--- begin ---

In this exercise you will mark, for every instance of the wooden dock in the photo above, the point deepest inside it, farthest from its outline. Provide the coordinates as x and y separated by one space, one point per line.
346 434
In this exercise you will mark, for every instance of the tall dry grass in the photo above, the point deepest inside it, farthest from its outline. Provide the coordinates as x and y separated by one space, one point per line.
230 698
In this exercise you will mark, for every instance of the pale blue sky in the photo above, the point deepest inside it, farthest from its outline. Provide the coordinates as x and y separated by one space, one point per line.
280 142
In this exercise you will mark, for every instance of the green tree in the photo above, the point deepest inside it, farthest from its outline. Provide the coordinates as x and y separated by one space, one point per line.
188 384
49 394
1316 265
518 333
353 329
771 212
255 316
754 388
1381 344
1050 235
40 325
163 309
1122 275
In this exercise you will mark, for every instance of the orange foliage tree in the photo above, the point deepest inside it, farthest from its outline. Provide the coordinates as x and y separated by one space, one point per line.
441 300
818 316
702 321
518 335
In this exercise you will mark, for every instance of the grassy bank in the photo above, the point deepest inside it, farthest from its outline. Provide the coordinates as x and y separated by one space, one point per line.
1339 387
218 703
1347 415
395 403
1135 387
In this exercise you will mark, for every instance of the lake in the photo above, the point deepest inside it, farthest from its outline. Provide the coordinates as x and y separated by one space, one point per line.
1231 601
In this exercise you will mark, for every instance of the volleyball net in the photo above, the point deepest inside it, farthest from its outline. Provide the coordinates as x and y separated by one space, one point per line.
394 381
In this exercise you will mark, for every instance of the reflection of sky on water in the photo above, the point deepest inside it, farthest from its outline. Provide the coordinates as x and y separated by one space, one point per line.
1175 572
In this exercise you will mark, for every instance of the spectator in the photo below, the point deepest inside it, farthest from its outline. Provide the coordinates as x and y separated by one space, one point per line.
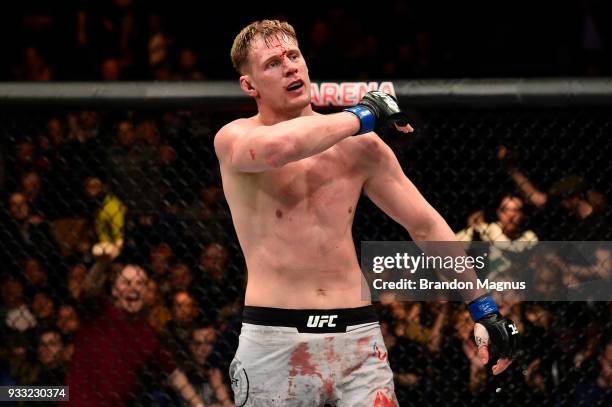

--- end ---

_TASK DETAILS:_ Rewrite all of the data above, changing "wooden dock" to "wooden pier" and keeping everything else the same. Leave the pictures out.

_WORKED ANSWER:_
In this exercise you will mark, for every instance of the wooden pier in the photo above, the point deepest inside it, farthest from its outline. Provide the coordinates as x and y separated by one space, one point per line.
346 434
In this exercise you will mark, for every instance of the tall dry grass in the photo above, the point deepest inside it, farthest from its outline. Provide the coordinates as x and y separated by one space, one point per line.
230 698
In this exercise you will mark, for every instance of the pale blue sky in the photo above, the point deepest inside it, farthest from its outline. Provide the coordinates as x and y separated by one space, one point per line.
280 142
In this exercise you will mark, for every instance of the green tree in the photo above, the point deepest inside it, farthest from its outline. Provide the coordinates as x and y separated by one space, one point per line.
188 384
49 394
1316 265
518 333
353 329
771 212
255 316
754 388
1381 344
1050 235
40 325
163 309
1122 275
In this exercise you will mark, for every instance of the orange foliage tree in the photo above, the point deepest inside it, farthest from its outline. Provide the coordinates as x and y separated by one space, one point per line.
441 300
818 316
702 321
518 335
In this exercise you will mark, for every instance of the grassy bank in the photo above, the point deepest inside it, farthest from its outline. Provide the coordinates as x and y separated by one space, one point per line.
1339 387
218 703
1347 415
395 403
1135 387
In this exercise you will mark, for every instance of the lake in the photo above, the point deepest inside it, farthest from its outline. Provide the coordinates as x and y separated by one space, one point per line.
1231 601
In this exercise you will mark, for every instance of the volleyball net in the photo above, the point deepest inside it, farthest from its outline. Provide the coordinates as x and y separated by one space, one point per line.
394 381
In this exercise you will mark, for every instance of the reflection of sky on water in the photo above, the point deepest inside it, farthest from its outline. Provide the coordinates as x and y separated by one space, one point per line.
1175 572
In this exercise you will mark, for every instance of the spectator in the photo below, the point deepest inside it, farthest from its outline. Provide the coordinates as x and y separated by one space, one point per line.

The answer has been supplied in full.